RECORDS PROVIDED Block Start

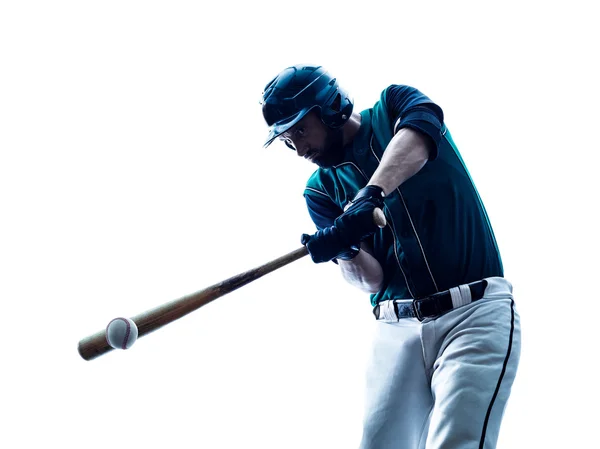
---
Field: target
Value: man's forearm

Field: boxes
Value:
[335,129,430,293]
[338,244,384,294]
[368,127,431,195]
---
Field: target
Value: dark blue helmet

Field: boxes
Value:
[261,65,353,148]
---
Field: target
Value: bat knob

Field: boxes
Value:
[373,208,387,228]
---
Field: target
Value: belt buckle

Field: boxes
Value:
[412,299,425,322]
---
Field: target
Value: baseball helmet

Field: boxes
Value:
[261,65,353,148]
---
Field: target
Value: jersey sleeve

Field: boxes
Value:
[384,85,445,160]
[303,188,342,230]
[304,189,348,264]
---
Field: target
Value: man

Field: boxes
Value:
[260,65,521,449]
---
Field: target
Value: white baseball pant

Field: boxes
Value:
[359,277,521,449]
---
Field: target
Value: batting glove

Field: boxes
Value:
[301,228,360,264]
[333,185,385,243]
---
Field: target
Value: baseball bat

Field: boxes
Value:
[77,208,387,361]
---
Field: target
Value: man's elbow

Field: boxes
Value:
[339,246,384,294]
[363,276,384,294]
[344,271,384,294]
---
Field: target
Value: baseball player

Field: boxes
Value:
[260,65,521,449]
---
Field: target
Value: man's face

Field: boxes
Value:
[278,111,345,168]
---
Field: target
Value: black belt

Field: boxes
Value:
[373,280,488,322]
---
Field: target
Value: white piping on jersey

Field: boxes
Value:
[332,160,366,177]
[308,158,417,299]
[384,212,416,299]
[334,161,417,299]
[369,136,440,293]
[305,186,330,199]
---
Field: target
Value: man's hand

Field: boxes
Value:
[301,228,360,264]
[301,185,386,264]
[334,185,385,243]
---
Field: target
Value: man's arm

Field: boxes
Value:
[336,128,431,291]
[368,127,431,196]
[368,86,443,195]
[301,87,444,294]
[303,130,433,293]
[338,242,384,293]
[304,192,383,291]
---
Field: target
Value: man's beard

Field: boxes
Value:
[312,127,345,168]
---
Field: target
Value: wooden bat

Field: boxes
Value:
[77,208,387,361]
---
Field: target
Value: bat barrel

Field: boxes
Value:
[78,209,385,361]
[77,246,310,361]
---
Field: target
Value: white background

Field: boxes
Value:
[1,1,598,448]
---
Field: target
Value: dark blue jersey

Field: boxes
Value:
[304,85,503,305]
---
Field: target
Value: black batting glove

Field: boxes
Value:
[301,227,360,264]
[334,185,385,244]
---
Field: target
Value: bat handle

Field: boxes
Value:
[373,207,387,228]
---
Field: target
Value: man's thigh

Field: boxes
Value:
[360,319,433,449]
[424,295,521,449]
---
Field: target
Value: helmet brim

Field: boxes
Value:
[262,106,316,148]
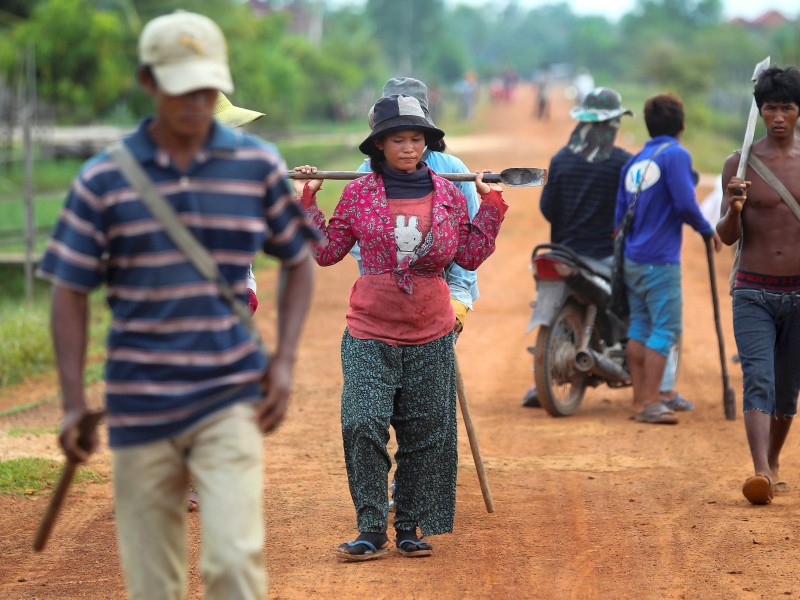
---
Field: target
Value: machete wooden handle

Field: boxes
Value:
[33,410,105,552]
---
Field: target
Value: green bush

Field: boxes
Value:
[0,265,109,390]
[0,303,54,387]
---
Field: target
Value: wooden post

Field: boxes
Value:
[22,44,36,303]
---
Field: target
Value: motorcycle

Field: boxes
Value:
[524,243,631,417]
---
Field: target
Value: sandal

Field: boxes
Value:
[397,539,433,557]
[396,532,432,558]
[633,402,678,425]
[337,536,389,561]
[742,473,773,505]
[662,393,695,412]
[186,487,199,513]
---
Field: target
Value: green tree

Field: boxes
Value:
[0,0,133,121]
[365,0,446,75]
[569,16,623,80]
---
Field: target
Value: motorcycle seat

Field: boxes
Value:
[577,256,612,280]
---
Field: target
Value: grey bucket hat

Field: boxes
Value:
[368,77,436,128]
[359,94,444,156]
[570,87,633,122]
[383,77,434,125]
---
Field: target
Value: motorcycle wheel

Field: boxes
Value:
[534,302,587,417]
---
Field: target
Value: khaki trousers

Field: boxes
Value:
[113,403,265,600]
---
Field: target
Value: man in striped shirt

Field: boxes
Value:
[36,11,315,599]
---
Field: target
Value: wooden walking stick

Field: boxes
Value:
[455,355,495,513]
[33,410,105,551]
[705,239,736,420]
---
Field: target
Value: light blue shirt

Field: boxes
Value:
[350,151,480,308]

RECORDS PROVIDED Block End

• ACTIVITY:
Could you return all of the entries above exactly, without any images?

• RESPONSE TO THIS TASK:
---
Field: target
Value: man's forearm

Field: boxes
Value:
[335,129,430,293]
[338,244,384,294]
[368,127,431,195]
---
Field: target
Value: dark blue helmet

Field: boxes
Value:
[261,65,353,148]
---
Field: target
Value: bat knob

Field: boxes
Value:
[373,208,387,228]
---
Field: target
Value: belt buckle

Field: boxes
Value:
[412,299,425,322]
---
Field: target
Value: baseball helmet

Field: boxes
Value:
[261,65,353,148]
---
Field: target
Value: jersey sleeve

Field: boxes
Value:
[384,85,445,160]
[303,188,342,230]
[304,189,348,264]
---
Field: target
Value: man

Field: boxes
Value:
[260,65,521,449]
---
Field: target
Value: white baseball pant

Field: boxes
Value:
[359,277,521,449]
---
Field: target
Value: batting glove

Field: boxes
Value:
[301,228,360,264]
[333,185,385,243]
---
Field: target
Value: baseball bat

Field: boxes
Value:
[77,208,387,361]
---
Field: target
Value: man's elbow

Field: boxes
Value:
[339,246,384,294]
[363,276,384,294]
[344,271,384,294]
---
Field: target
Value: baseball player

Field: boxes
Value:
[260,65,521,449]
---
Field: target
Value: man's face

Field: boxes
Value:
[278,111,345,168]
---
Field: target
Value: black belt

Field: boxes
Value:
[373,280,488,322]
---
Field: target
Value: white piping on jersey

Field: boxes
Value:
[332,160,366,177]
[308,158,417,299]
[384,212,416,299]
[334,161,417,299]
[369,136,440,293]
[305,186,330,199]
---
Field: target
Value: man's hand

Field: boxes
Value:
[301,228,360,264]
[301,185,386,264]
[334,185,385,243]
---
Field: target
Value: man's arm

Field: boxes
Value:
[336,128,431,291]
[368,127,431,196]
[368,86,443,195]
[301,87,444,294]
[303,130,433,293]
[338,242,384,293]
[304,192,383,291]
---
Field: target
Value: man's beard

Field: boxes
Value:
[312,127,345,168]
---
Field: target
Value: wooden bat

Field: boxes
Value:
[77,208,387,361]
---
Field: target
Value: bat barrel

Field: boxes
Value:
[78,209,385,361]
[77,246,310,361]
---
Field: target
Value: white background

Field: boxes
Value:
[1,1,598,448]
---
Field: target
Value: dark blue jersey

Field: boxes
Value:
[304,85,503,305]
---
Field: target
Value: black batting glove

Field: boxes
Value:
[301,227,360,264]
[334,185,385,244]
---
Field: target
Value: bat handle

Field: boxes
Value:
[373,207,387,228]
---
Field: target
Value: man's thigh

Field: boxes
Value:
[360,319,433,449]
[424,295,521,449]
---
Field: target
Value: helmet brim

Field: boxes
Value:
[262,106,316,148]
---
Field: target
Value: machete wooden handle

Field: boxes
Value:
[33,410,105,552]
---
Field: target
Value: green bush

Field: boxes
Value:
[0,265,109,390]
[0,303,54,387]
---
Field: target
Value: wooden post

Field: boxes
Value:
[22,44,36,303]
---
Field: target
Value: motorcycle

Field: boxes
Value:
[524,243,631,417]
---
Field: target
Value: sandal

Field: boxes
Value:
[397,539,433,557]
[396,532,432,558]
[633,402,678,425]
[337,536,389,561]
[742,473,773,505]
[662,393,695,412]
[186,487,199,513]
---
Field: target
Value: green tree

Field: boxes
Value:
[0,0,133,121]
[365,0,446,75]
[569,16,623,80]
---
Field: target
Value: motorcycle seat

Field: boxes
Value:
[577,256,612,280]
---
Field: target
Value: grey bucket hat

Field: boxes
Value:
[368,77,436,128]
[359,94,444,156]
[570,87,633,122]
[383,77,434,125]
---
Field: target
Value: motorcycle wheel

Field: boxes
Value:
[534,302,587,417]
---
Field: target
Value: khaki trousers

Field: boxes
Value:
[113,403,265,600]
---
Field: target
Value: man in striped shirt

Field: boxes
Value:
[36,11,315,599]
---
Field: target
Value: wooden walking stick

Field: boxes
Value:
[455,355,495,513]
[33,410,105,551]
[705,239,736,420]
---
Field: target
Value: light blue shirt

Field: boxes
Value:
[350,151,480,308]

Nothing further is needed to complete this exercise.